TASK OBJECTIVE: Copy the rows below word for word, leaving out the picture.
### TASK INPUT ###
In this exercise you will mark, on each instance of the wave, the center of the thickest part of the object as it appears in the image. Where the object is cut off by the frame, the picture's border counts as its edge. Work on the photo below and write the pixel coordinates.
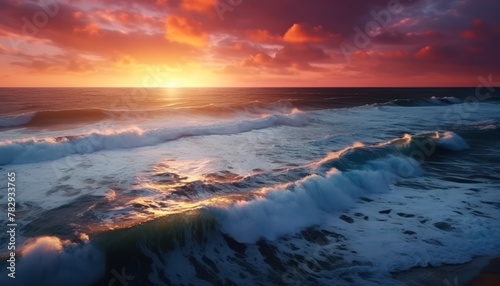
(37, 150)
(47, 118)
(340, 179)
(283, 106)
(74, 116)
(433, 101)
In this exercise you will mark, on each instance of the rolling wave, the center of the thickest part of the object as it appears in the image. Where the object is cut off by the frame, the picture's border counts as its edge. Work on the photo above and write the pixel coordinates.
(73, 116)
(37, 150)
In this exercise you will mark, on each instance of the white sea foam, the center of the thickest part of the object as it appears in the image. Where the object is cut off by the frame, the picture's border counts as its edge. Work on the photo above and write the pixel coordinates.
(304, 203)
(51, 261)
(35, 150)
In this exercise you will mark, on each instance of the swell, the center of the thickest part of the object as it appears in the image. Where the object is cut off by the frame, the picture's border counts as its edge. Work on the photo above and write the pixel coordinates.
(73, 116)
(49, 118)
(220, 241)
(37, 150)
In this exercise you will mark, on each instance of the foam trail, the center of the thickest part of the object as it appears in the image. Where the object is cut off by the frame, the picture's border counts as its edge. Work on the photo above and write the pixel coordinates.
(302, 204)
(52, 262)
(16, 120)
(452, 141)
(33, 150)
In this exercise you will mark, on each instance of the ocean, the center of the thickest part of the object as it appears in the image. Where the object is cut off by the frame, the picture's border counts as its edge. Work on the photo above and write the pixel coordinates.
###
SOLUTION TO THE PROBLEM:
In this exercise you will mark, on each instance of the wave, the center of the thickest part of the object as it appears in the image. Where the object is cut off by the frame, the picture's border counts as its edge. Work on the photo below and write the pixel coordinates.
(37, 150)
(47, 118)
(340, 179)
(283, 106)
(74, 116)
(433, 101)
In this exercise you will mark, on each instance of the rolling wave, the center of the thickest part of the object as it appears in the image. Where the object is cut off by the frame, the picture's border counts as its edge. Work on the photo above and write the pixel coordinates.
(73, 116)
(37, 150)
In this exercise you will mark, on each instance of the white sea foam, the center of the thickest part of the object as it appears in the image. Where the object is cut off by the frame, the picture's border counts as its edge. Work on the photo above and write the pixel coordinates.
(304, 203)
(51, 261)
(35, 150)
In this exercise you will mark, on each instance of the swell, the center of the thickest part of the object as it appears in the image. Where the object is cut off by the frame, the picture's border counts as its edge. Work on the photo above and write the pixel coordinates.
(73, 116)
(49, 118)
(220, 241)
(37, 150)
In this exercise you will mark, on each instance of the foam trail, the center of the thickest part of the object as it appears in the image. Where the object is cut off by the frame, the picture's border counts as its edge. Work on the photo above and write the pixel coordinates.
(302, 204)
(52, 262)
(16, 120)
(452, 141)
(33, 150)
In this exercise you will mark, on each instance of the ocean, the center of the thickest part of the object as it appears in the image. Where the object is cut off by the frame, the picture's border counts as its edge. Work on the photo above and write the pixel coordinates.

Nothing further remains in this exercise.